Aufgabenstellung => Wandle die Zeilen der folgenden Auflistung ab der Zeile mit „Give the mask of every instance of the green foliage“ bis zum Ende in eine nummerierte Liste um. Leerzeilen lässt du dabei weg.

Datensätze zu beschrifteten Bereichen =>
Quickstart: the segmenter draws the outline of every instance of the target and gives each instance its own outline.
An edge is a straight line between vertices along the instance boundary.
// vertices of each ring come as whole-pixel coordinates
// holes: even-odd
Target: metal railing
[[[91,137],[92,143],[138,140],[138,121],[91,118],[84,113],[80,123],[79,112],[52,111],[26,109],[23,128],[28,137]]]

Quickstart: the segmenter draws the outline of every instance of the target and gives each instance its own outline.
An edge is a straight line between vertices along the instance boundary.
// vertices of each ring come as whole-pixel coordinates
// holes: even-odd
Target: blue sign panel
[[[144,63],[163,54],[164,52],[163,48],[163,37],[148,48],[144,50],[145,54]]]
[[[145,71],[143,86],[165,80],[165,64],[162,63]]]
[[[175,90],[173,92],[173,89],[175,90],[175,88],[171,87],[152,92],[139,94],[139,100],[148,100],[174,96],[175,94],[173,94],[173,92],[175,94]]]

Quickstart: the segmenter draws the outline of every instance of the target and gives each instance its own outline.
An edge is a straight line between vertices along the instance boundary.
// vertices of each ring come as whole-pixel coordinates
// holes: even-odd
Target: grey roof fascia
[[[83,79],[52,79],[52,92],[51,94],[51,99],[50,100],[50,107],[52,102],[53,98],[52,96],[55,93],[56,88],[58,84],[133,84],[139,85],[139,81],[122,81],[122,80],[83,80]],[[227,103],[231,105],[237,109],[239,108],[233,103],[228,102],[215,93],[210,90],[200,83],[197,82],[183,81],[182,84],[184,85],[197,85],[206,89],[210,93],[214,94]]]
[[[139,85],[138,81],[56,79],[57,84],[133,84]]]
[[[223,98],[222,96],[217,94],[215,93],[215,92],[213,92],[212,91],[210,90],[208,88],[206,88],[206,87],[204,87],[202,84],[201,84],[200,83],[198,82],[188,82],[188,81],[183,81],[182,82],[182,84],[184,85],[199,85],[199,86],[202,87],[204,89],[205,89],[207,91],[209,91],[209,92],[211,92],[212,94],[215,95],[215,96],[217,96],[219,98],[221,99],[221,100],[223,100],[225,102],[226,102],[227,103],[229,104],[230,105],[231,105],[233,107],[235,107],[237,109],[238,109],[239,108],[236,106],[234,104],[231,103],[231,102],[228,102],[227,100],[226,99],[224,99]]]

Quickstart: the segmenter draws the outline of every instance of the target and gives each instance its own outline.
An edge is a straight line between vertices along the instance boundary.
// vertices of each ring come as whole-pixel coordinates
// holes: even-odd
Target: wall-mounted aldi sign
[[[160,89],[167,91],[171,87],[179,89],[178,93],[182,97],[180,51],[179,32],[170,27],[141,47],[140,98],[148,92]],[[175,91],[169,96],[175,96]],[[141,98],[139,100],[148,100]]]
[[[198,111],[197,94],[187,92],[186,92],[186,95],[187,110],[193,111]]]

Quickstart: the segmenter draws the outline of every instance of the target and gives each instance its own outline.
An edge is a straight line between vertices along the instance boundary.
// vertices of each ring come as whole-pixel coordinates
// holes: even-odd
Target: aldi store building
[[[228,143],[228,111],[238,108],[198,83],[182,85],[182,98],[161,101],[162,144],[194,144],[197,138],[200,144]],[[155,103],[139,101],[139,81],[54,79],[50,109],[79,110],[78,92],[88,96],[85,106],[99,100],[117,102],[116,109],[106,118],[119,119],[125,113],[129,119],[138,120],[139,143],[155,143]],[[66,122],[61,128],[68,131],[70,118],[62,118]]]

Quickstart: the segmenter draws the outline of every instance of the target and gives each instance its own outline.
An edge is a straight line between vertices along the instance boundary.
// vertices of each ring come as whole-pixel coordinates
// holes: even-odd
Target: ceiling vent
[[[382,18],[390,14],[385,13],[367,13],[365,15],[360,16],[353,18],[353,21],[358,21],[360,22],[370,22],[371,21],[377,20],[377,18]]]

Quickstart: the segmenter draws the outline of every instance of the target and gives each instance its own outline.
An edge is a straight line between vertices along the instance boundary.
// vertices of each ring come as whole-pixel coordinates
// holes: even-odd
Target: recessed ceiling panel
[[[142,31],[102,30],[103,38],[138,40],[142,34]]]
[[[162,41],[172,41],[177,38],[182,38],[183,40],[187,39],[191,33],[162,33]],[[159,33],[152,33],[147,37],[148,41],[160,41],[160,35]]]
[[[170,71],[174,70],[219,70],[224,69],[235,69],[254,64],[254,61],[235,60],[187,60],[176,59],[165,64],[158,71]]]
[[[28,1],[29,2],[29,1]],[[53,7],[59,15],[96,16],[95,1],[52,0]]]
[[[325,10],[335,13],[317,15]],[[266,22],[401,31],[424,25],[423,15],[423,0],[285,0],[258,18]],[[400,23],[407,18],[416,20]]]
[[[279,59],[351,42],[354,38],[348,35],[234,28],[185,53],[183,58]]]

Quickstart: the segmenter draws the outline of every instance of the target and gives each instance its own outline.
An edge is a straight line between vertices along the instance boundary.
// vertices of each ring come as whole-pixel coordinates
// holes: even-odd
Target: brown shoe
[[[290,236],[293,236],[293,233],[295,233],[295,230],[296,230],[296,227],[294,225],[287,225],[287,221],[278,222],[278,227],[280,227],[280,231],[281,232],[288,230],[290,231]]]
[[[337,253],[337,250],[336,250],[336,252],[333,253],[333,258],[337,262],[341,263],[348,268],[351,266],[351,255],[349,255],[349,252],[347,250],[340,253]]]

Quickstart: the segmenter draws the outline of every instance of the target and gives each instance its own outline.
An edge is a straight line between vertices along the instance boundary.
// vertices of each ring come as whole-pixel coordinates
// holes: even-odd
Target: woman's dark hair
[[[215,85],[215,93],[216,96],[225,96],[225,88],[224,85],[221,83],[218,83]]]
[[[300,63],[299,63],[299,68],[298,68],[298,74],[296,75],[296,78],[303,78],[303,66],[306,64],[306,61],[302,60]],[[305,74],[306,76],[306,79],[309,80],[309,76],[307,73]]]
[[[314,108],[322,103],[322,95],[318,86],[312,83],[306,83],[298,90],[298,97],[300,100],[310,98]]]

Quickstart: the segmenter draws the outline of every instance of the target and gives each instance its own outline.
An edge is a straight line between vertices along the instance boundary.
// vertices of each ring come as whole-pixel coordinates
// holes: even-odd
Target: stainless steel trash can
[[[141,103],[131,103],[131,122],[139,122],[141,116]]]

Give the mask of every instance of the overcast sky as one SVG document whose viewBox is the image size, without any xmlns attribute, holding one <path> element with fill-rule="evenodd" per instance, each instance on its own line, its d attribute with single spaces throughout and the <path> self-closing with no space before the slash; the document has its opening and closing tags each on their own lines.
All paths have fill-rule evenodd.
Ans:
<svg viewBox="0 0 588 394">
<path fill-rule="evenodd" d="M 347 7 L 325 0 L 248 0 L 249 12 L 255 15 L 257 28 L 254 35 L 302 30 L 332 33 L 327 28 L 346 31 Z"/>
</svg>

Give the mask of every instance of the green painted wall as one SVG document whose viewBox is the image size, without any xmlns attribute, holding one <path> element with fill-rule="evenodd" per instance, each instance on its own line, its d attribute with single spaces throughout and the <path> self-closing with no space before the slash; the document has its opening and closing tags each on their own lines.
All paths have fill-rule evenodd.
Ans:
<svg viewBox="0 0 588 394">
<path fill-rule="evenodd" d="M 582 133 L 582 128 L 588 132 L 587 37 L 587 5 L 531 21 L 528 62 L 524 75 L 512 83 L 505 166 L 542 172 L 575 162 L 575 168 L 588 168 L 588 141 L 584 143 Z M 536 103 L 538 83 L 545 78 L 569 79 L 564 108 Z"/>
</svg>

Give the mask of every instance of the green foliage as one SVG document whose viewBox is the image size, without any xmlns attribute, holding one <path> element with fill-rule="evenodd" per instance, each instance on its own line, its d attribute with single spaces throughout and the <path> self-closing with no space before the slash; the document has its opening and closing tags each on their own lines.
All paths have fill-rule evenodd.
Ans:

Antwort =>
1. Give the mask of every instance of the green foliage as one SVG document whose viewBox is the image size, without any xmlns attribute, holding one <path> element with fill-rule="evenodd" per instance, each instance on its own line, its d attribute with single spaces throughout and the <path> self-closing with no space before the slash; the document has its opening and closing tags each on their own lines.
2. All paths have fill-rule evenodd.
3. Ans:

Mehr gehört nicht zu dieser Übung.